(Dataset entries)
☆ ☆ ☆ ☆ ☆

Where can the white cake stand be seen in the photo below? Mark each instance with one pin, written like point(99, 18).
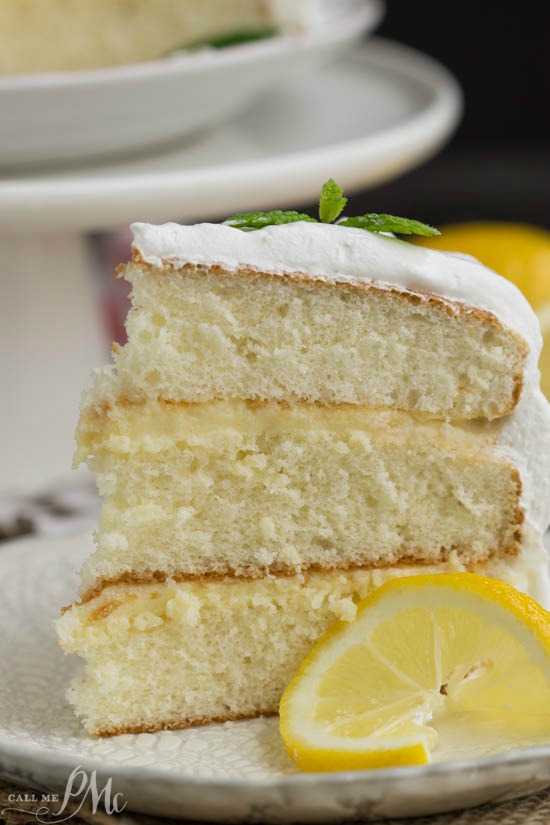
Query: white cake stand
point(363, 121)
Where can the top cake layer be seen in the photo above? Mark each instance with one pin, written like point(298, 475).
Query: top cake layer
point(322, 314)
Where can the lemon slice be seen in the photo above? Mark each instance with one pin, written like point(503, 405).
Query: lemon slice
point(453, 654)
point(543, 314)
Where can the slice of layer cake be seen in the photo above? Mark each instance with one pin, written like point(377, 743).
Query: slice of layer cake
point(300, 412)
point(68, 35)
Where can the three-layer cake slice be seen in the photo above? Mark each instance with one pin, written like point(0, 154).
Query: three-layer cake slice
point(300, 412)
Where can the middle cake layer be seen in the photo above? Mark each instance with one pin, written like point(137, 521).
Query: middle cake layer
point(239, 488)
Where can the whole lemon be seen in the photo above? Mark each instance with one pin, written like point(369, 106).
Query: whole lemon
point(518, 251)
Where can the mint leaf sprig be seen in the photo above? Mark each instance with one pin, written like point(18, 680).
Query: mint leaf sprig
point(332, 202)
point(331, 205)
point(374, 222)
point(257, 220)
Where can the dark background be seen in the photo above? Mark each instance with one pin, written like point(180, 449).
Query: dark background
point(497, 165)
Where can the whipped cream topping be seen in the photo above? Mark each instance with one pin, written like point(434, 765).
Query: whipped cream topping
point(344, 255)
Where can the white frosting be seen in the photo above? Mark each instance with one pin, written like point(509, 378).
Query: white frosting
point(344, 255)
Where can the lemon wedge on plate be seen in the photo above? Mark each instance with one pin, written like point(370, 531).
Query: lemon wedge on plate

☆ ☆ ☆ ☆ ☆

*WHAT IS NEEDED*. Only the lines from the one containing "Query: middle cake layer" through the last line of the entries above should be copied, exactly as written.

*EXERCISE OUTPUT*.
Query: middle cake layer
point(239, 488)
Where can the whole lemon be seen in the photo above? Mark each instance with one pin, written like point(369, 106).
Query: whole lemon
point(518, 251)
Where can the mint leaf sprig be seen in the photo above? Mark each instance with one pin, written like point(18, 680).
Query: mint leaf sprig
point(332, 202)
point(331, 205)
point(374, 222)
point(257, 220)
Where can the dark background be seen in the photo above? Mark each instance with one pin, written like point(180, 449).
Query: dark background
point(497, 165)
Where can the whipped cream topping be seen in the photo above? Mark each instance with one pin, written like point(434, 765).
Query: whipped cream topping
point(344, 255)
Where can the white frosting be seen in the photo above? Mark each instance with one pin, written like point(509, 378).
Query: white frosting
point(344, 255)
Where can the lemon wedge on plate be seen in the photo above? Mark each instance with one pin, written like point(370, 531).
Query: lemon wedge on plate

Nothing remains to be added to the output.